Dataset rows:
--------------------------------
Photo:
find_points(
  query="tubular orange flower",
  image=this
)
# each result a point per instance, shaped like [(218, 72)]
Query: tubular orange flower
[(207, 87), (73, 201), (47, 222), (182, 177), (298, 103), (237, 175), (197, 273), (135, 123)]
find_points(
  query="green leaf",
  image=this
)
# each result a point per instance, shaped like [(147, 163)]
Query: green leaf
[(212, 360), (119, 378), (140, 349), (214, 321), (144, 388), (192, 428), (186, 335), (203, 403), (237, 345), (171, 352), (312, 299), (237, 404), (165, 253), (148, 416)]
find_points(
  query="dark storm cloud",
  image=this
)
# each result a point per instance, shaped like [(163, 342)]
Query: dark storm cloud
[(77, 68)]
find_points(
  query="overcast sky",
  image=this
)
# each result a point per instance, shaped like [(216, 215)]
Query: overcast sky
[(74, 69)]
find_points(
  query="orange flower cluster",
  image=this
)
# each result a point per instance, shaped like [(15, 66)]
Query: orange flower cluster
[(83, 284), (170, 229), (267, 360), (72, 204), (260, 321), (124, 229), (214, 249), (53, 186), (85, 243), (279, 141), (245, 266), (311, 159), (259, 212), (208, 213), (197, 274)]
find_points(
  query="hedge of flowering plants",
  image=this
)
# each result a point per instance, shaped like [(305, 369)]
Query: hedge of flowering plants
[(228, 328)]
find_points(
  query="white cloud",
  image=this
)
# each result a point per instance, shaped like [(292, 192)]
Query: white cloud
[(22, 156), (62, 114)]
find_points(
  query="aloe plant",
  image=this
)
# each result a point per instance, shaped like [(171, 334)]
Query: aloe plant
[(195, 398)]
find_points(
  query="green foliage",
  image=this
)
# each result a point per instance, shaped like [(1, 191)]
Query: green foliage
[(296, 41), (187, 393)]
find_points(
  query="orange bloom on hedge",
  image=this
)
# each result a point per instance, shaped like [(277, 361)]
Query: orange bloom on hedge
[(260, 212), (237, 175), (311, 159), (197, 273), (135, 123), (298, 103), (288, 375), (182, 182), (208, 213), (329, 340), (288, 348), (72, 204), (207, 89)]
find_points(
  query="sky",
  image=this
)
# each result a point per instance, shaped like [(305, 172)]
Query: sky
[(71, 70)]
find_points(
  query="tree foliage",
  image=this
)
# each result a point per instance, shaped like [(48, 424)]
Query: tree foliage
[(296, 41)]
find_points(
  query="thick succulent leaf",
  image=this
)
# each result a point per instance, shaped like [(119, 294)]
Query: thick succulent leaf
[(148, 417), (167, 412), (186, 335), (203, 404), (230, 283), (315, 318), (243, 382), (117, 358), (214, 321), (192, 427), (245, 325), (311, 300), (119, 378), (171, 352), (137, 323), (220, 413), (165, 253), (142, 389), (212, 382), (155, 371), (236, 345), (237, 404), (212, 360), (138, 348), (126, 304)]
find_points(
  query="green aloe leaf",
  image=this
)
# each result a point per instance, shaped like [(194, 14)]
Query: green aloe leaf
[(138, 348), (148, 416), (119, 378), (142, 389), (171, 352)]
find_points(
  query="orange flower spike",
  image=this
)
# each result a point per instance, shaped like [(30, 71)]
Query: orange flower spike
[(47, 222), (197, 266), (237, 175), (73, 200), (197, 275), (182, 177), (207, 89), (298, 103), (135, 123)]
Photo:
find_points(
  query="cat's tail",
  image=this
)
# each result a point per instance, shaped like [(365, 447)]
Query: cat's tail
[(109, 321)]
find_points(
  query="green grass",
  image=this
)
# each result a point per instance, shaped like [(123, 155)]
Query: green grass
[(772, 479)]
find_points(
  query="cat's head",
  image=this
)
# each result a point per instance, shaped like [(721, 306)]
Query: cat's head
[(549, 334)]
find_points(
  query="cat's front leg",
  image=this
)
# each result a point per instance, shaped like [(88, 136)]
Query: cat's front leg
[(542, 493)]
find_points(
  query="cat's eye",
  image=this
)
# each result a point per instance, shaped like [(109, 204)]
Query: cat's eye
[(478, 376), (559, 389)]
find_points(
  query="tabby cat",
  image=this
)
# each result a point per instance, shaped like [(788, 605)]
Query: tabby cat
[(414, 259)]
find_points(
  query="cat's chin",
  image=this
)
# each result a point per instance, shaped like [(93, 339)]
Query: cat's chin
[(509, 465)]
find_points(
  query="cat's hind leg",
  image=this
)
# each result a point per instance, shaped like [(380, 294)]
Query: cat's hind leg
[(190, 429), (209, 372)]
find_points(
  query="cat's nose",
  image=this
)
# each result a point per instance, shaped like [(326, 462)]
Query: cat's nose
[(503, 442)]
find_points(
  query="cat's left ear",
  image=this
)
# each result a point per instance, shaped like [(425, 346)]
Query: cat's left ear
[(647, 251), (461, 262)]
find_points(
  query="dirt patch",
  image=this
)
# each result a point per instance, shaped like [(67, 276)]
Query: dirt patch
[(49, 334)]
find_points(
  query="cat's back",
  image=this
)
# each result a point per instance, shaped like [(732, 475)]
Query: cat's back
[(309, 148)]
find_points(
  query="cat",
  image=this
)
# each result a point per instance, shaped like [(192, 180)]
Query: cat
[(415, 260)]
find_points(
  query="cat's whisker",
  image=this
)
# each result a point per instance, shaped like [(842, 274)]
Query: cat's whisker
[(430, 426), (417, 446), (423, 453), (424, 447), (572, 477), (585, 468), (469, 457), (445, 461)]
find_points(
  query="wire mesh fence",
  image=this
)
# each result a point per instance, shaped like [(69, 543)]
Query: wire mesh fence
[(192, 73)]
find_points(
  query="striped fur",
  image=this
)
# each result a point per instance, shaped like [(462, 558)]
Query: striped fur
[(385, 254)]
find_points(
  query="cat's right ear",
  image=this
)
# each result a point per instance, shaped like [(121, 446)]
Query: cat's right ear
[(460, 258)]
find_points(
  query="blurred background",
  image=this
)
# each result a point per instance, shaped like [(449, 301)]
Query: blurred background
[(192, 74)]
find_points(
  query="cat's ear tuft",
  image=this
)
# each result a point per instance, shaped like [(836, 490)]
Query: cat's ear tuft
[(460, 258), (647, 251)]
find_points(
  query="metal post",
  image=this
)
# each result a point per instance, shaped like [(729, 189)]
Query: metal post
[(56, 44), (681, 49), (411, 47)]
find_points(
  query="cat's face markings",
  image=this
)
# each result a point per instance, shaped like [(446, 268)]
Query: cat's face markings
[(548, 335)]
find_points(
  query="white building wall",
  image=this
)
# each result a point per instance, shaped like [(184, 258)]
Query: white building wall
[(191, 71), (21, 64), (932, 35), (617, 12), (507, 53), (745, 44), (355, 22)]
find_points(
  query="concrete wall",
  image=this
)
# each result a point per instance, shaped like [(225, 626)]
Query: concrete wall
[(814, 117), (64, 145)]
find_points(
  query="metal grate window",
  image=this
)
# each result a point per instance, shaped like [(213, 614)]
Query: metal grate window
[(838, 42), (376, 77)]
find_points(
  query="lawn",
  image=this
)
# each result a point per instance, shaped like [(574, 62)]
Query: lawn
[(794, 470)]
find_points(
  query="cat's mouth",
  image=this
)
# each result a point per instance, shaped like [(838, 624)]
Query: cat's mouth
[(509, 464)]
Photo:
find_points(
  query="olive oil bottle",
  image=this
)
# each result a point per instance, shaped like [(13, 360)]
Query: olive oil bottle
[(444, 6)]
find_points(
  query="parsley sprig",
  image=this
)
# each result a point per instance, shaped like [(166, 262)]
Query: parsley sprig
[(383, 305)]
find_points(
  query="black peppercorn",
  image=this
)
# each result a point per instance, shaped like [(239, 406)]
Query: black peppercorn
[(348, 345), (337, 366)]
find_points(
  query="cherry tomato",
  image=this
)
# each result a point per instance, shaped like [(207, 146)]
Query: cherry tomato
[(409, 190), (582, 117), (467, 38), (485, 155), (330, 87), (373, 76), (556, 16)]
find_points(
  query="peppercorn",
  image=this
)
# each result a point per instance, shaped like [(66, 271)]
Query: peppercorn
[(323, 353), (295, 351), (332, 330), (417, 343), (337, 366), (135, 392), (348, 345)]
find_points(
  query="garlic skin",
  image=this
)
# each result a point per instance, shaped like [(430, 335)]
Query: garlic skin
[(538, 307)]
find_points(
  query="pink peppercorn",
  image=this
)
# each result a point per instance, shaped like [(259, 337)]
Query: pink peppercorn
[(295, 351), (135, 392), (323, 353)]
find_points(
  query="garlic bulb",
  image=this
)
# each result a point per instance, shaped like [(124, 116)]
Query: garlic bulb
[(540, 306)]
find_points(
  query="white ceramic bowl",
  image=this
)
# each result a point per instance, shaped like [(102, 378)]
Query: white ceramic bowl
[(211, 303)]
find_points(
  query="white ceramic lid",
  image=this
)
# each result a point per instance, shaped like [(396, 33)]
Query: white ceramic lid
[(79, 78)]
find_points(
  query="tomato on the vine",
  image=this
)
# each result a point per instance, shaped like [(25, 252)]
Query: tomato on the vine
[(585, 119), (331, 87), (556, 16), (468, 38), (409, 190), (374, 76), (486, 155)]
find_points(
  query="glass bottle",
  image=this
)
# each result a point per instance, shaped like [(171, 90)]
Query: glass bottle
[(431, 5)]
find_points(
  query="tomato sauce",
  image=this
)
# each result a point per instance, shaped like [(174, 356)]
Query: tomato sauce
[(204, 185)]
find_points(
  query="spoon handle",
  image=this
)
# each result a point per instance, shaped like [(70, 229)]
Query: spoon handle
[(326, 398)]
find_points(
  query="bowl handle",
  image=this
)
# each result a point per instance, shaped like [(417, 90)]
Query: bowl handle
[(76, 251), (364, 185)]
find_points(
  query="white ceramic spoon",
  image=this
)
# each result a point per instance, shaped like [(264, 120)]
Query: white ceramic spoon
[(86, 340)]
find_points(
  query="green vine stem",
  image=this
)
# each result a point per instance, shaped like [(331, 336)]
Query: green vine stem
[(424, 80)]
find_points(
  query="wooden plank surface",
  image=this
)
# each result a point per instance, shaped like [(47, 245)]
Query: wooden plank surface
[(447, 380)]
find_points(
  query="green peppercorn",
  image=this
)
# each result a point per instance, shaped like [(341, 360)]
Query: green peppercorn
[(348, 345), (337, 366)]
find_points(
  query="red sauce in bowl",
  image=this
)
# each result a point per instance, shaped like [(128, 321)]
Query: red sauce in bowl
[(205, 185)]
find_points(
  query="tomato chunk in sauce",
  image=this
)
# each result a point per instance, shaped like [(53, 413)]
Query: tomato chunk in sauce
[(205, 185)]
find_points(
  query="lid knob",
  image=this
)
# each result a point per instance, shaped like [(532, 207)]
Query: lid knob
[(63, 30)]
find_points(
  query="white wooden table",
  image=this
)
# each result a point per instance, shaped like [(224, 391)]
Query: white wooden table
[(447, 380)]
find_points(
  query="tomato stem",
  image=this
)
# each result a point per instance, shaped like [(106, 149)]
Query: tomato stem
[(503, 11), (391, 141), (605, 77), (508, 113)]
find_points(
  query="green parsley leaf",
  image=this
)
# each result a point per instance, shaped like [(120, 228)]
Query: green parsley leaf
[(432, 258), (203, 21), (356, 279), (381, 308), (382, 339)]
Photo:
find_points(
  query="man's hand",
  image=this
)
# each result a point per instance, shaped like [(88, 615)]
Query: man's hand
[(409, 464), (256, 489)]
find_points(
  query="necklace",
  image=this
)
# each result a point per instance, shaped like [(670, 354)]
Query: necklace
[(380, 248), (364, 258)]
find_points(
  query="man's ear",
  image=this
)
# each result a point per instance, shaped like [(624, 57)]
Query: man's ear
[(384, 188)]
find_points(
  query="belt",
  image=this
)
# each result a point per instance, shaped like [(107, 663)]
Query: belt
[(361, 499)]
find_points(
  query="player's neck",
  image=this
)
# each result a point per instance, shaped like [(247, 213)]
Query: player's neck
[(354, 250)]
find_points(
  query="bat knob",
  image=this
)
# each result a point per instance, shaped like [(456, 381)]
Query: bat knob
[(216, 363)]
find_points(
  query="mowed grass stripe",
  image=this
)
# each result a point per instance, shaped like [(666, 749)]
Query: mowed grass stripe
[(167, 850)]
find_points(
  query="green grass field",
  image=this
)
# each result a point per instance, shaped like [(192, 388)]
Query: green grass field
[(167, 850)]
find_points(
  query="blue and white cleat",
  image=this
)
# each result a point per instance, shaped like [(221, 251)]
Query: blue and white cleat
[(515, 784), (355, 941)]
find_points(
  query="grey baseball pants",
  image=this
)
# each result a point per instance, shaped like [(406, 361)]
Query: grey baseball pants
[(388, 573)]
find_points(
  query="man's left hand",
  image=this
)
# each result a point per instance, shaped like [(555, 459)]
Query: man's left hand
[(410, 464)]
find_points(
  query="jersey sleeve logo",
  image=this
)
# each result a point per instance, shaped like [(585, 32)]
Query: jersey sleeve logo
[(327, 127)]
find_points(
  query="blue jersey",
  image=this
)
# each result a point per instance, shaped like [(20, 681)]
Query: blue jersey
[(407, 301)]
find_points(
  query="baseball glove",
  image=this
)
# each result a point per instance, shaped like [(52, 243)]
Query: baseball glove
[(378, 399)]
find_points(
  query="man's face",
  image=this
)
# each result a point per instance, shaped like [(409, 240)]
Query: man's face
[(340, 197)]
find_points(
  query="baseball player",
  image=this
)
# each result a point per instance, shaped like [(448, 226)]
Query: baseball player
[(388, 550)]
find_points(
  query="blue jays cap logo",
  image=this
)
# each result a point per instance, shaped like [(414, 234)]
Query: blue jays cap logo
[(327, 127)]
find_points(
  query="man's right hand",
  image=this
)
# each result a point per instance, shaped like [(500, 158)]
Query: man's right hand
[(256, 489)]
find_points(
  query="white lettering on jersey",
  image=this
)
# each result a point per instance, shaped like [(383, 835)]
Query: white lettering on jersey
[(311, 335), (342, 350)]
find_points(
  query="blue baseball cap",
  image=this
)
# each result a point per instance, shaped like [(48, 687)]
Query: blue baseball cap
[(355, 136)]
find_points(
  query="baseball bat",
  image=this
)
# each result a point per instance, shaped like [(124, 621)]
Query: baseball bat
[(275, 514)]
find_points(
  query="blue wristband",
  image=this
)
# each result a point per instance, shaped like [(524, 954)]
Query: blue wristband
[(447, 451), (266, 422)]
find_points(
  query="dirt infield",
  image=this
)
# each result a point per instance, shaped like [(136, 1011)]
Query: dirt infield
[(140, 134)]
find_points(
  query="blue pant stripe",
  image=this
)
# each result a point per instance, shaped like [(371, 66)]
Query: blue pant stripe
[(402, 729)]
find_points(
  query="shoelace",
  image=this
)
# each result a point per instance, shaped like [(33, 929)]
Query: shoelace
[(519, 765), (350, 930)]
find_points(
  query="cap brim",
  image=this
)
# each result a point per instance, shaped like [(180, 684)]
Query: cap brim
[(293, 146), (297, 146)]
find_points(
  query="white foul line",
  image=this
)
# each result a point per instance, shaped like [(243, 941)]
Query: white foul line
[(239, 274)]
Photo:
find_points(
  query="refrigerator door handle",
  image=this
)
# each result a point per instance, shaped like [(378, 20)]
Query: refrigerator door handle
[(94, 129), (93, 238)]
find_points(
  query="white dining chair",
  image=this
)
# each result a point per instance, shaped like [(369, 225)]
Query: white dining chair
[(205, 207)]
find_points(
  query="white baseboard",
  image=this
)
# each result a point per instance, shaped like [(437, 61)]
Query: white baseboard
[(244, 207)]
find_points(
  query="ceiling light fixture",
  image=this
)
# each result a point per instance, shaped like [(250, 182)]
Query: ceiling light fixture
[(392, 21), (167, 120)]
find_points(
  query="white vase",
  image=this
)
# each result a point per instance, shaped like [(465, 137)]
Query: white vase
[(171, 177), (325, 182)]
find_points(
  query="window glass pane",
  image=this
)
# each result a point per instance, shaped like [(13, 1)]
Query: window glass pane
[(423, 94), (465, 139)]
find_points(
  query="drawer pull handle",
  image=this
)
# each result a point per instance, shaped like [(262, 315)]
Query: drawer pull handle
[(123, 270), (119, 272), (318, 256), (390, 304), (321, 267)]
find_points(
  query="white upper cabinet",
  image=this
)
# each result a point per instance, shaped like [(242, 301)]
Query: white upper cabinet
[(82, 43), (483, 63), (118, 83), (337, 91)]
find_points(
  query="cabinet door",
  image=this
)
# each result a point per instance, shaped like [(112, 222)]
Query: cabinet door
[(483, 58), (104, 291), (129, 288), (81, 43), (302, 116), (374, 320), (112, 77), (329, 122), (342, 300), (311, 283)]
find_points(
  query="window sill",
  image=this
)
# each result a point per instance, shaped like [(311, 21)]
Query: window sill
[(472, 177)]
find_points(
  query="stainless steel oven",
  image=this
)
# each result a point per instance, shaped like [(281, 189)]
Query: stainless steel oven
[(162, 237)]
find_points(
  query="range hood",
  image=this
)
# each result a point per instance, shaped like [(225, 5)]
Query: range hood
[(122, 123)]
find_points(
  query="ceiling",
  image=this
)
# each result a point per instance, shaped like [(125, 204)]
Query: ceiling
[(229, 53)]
--------------------------------
=== Directions for this task ===
Reproduce everything from the start of the rows down to the line containing "204), (207, 89)]", swapping "instance" for "object" and leaving the rest untouched.

=== Solution for this problem ===
Photo:
find_points(
  query="tubular orange flower",
  image=this
)
# each result a point per object, shaped like [(218, 72)]
Query: tubular orange flower
[(207, 87), (73, 201), (47, 222), (182, 177), (298, 103), (237, 175), (197, 273), (135, 123)]
find_points(
  query="green leaf",
  image=this
)
# each result a point per object, shaped like [(147, 163)]
Query: green leaf
[(212, 360), (119, 378), (140, 349), (214, 321), (144, 388), (192, 428), (186, 335), (203, 403), (237, 345), (171, 352), (312, 299), (237, 404), (165, 253), (148, 416)]
find_points(
  query="dark storm cloud",
  image=this
)
# each result a point per object, shaped like [(163, 342)]
Query: dark storm cloud
[(77, 68)]
find_points(
  query="overcast sky",
  image=this
)
# each result a point per object, shaped like [(216, 215)]
Query: overcast sky
[(74, 69)]
find_points(
  query="orange flower cluster",
  image=this
)
# each result a point per object, shaped like [(15, 66)]
Query: orange flower cluster
[(83, 284), (170, 229), (267, 360), (72, 204), (260, 321), (124, 229), (214, 249), (53, 186), (85, 243), (279, 141), (245, 266), (311, 159), (259, 212), (208, 213), (197, 274)]
find_points(
  query="hedge of flowering plants",
  image=this
)
# each result a point per object, shaped like [(305, 369)]
Query: hedge of flowering plants
[(228, 328)]
find_points(
  query="white cloud",
  image=this
)
# each result a point per object, shaped like [(292, 192)]
Query: white cloud
[(22, 156), (62, 114)]
find_points(
  query="aloe plant",
  image=this
)
# each result a point per object, shaped like [(171, 334)]
Query: aloe plant
[(195, 398)]
find_points(
  query="green foliage",
  image=this
)
# each result a point per object, shaped like [(1, 191)]
Query: green foliage
[(296, 41), (187, 393)]
find_points(
  query="orange bloom on hedge",
  image=this
)
# each result a point per object, shaped like [(277, 361)]
Query: orange bloom on hedge
[(260, 212), (237, 175), (311, 159), (197, 273), (135, 123), (298, 103), (288, 375), (182, 182), (208, 213), (329, 340), (288, 348), (72, 204), (207, 89)]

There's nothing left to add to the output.